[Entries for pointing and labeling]
** BEGIN **

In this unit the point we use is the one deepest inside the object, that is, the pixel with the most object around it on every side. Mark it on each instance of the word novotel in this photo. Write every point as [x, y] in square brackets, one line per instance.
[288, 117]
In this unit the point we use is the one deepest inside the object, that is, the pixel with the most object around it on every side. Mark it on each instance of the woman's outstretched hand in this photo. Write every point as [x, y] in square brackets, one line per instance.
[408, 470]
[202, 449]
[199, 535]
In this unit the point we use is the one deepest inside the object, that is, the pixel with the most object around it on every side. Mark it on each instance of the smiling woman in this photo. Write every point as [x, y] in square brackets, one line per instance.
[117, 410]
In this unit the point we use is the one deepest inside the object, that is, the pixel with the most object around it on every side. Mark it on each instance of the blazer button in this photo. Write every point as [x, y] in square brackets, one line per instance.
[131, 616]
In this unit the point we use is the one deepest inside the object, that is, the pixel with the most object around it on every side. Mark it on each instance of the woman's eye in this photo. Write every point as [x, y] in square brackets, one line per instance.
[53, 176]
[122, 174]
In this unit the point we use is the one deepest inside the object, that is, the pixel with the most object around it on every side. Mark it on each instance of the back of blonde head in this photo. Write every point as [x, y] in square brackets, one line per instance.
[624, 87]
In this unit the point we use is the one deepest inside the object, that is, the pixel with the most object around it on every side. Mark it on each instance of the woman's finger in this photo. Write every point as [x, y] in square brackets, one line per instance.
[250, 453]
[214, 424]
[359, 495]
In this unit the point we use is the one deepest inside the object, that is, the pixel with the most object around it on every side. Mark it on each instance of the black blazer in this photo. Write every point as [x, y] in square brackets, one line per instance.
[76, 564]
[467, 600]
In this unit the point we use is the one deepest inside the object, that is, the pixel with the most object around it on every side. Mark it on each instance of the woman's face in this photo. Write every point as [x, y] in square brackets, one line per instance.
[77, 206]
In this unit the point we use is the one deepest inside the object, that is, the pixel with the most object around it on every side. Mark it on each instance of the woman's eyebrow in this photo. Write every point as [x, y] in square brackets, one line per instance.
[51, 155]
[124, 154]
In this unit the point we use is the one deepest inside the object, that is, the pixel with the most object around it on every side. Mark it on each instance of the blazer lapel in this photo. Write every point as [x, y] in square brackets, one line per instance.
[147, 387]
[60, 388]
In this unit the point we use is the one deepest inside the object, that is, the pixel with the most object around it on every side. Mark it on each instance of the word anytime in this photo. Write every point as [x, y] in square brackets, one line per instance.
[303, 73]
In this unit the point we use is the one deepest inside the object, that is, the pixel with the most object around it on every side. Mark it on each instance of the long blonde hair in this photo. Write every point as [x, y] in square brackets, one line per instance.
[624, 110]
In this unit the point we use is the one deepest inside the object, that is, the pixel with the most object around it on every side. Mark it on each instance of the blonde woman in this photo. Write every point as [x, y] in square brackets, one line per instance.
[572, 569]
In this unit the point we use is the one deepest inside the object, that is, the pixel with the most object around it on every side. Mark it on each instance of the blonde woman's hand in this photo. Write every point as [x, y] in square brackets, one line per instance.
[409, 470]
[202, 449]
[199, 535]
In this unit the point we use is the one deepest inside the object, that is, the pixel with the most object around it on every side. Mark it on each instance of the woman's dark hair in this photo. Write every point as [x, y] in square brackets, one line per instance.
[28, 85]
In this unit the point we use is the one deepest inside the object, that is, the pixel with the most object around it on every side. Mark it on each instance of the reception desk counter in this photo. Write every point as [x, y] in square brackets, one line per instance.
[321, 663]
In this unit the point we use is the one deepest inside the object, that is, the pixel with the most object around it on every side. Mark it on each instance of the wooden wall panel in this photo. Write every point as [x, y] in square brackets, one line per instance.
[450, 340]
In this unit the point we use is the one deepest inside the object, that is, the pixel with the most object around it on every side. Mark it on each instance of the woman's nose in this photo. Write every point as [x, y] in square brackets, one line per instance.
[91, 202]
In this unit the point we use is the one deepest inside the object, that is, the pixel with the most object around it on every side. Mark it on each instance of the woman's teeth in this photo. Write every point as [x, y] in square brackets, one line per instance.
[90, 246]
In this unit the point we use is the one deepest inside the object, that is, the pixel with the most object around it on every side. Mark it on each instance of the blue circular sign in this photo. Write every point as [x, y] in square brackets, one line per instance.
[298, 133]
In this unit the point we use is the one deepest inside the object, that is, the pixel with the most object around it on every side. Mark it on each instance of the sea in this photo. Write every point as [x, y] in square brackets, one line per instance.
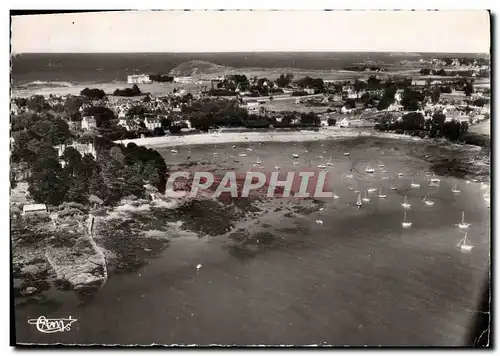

** END **

*Aim of the task*
Please copy out every one of the lines above word for word, omitting the pictures.

*Result of this exercise*
In this unit the point we use is the one deepest inside the object, that is, the pixel with the most object around it on every side. Mark it on each instance of the word novotel in this photo. Write every point as [x, y] in square brackets, one line per instance.
[288, 117]
In this unit the point we use is the one deepest inside the object, that is, the pixel with the most object around it on every side. Mark it on each instance of the woman's outstretched hand in this photo. Write every point as [x, y] in square brackets, one line per instance.
[408, 470]
[202, 449]
[199, 535]
In this unit the point we use is the one deepest inside the object, that is, the pixel with the most object around it on every side. Mark it on each instance of the smiling woman in this photo. Write every point as [x, y] in square brackets, one line per instance.
[117, 410]
In this unit the point we use is the one deepest inside the object, that is, the pixel with the most object around it on every side. Mark it on each instance of the blazer button in this photo. Write every point as [x, y] in square brackets, one line per instance.
[131, 616]
In this unit the point we use is the one deepest inside the object, that is, the pixel with the most object around it on every side. Mark it on each instance of the woman's eye in this photo. Write every point as [x, y] in square brackets, one line per instance.
[53, 176]
[122, 174]
In this unit the point we use is the one deepest inside the object, that is, the pixel with the most object around it on every side. Mark it on each instance of the back of blonde head in this photo. Write every point as [x, y] in square brackets, one line per instance.
[624, 87]
In this unit the point we use is the one deepest inside the object, that is, the pixel with the most object around it on every side. Mark it on each instance of the woman's finger in this photo. Write every point as [x, y] in square brackets, one line per instance.
[250, 453]
[214, 424]
[359, 495]
In this unit the point we use is the one deepest inside the object, that is, the pixel with the most object around it on every side. Mark it on each instance of the black blazer in this photo. Write every point as [x, y] in square brackets, one line per instance.
[76, 564]
[467, 600]
In this unit the point we use is the one deepest inside the object, that is, the pixel with the most object around it on every side. Mark it on each instance of the woman's face in this photo. Write every point as [x, y] in square brackets, one line per instance.
[77, 206]
In this unit the point we use is the one deepest inside the object, that is, the pixel with the most object around it on every side. Mark it on each instance of the woman's eyebrow in this photo. Write every point as [x, y] in square brackets, one line per instance.
[51, 155]
[124, 154]
In this unit the point we use is the one deepest inside the object, that is, the pixel with the most object around it on every side. Mark it on each instance of the blazer lapel in this photo. Write every point as [x, y] in square brackets, one line per instance.
[147, 387]
[60, 388]
In this unit the point we use is the one deepest inside the object, that is, the pixel with the most object around it on every side. Mark it on each instance of the word anytime in this photo. Write every point as [x, y] in square brackets, one line per instance.
[303, 73]
In this unit the point we use is the one deepest inside the object, that is, the pixel with the most object around it on every side. Mark it on each instance of the long blonde hair in this photo. Write every point as [x, y] in square brackets, one line per instance.
[624, 110]
In this unit the point we use is the one deepest inside the object, that is, the pixel with the most object around it on every side. Mark it on each instance of the blonde woman in this photo. Write every point as [x, y] in square brackets, one line per instance.
[572, 569]
In this unit the point we use is the one deepest inside the object, that is, the pixel with the most object around it on every side. Mark it on each instance of the blonde woman's hand in this photo. Write every point as [x, y] in square brackets, one line per instance.
[409, 470]
[202, 449]
[199, 535]
In this unit the point we use is the one deepest inside the object, that is, the pixel with the most object around it on every side. Mark it on each instance of the woman's dark hair in this photo. Write every point as [x, y] in square brackets, one line per instance.
[28, 85]
In this unit the point we use is the one deepest inside the object, that is, the pixel with the most object around it on every side. Mark it on each instance of the reception desk counter in this photo. Write every point as [x, y] in square brackets, one line per instance.
[321, 663]
In this unit the point we use is the one deepest inside the object, that is, the pixel with the most object around it on every side. Mark it on each instance of the wooden wall panel in this photo. Write every point as [x, y] in square brackets, one line per instance.
[450, 340]
In this unit the point we use is the one deepest inside the object, that is, the pixel with the most object around it on every side. Mark it on each instance of the woman's nose in this photo. Write every point as [x, y] in square brackets, one line per instance.
[91, 202]
In this unit the point we use is the one deepest inside the object, that is, the pixel with the most object around it on every side. Mark it on each instance of the woman's teeth in this photo. Write every point as [x, y] in square brackets, one line per instance.
[90, 246]
In this unit the point we use is the one deepest inside the object, that is, the pixel with the most object around it on every side. Mark it on each instance of the blue circular sign in this photo. Write every point as [x, y] in square brackets, one line per instance.
[298, 133]
In this unit the point we use is the one deepest inside the object, that is, the pixel with the most object around it on every side. Mark it on each instance of the sea in this photo. Write every point as [x, y] in square brackets, one line per instance.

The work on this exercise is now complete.